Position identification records
-- Start --
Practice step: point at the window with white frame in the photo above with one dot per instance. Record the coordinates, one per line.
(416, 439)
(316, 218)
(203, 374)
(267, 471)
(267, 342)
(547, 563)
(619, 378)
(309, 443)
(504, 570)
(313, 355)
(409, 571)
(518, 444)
-- End --
YOUR OBJECTIVE – Replace "white frame" with "wooden frame" throughout the lines above, and reproduce every line with no other changes.

REPLY TO THE EXERCISE –
Practice step: point at the window with wooden frame in the photo above with one dot per instance. Record the coordinates, one per line.
(416, 439)
(316, 218)
(203, 374)
(267, 471)
(267, 342)
(547, 563)
(619, 378)
(309, 443)
(504, 570)
(313, 355)
(409, 571)
(518, 444)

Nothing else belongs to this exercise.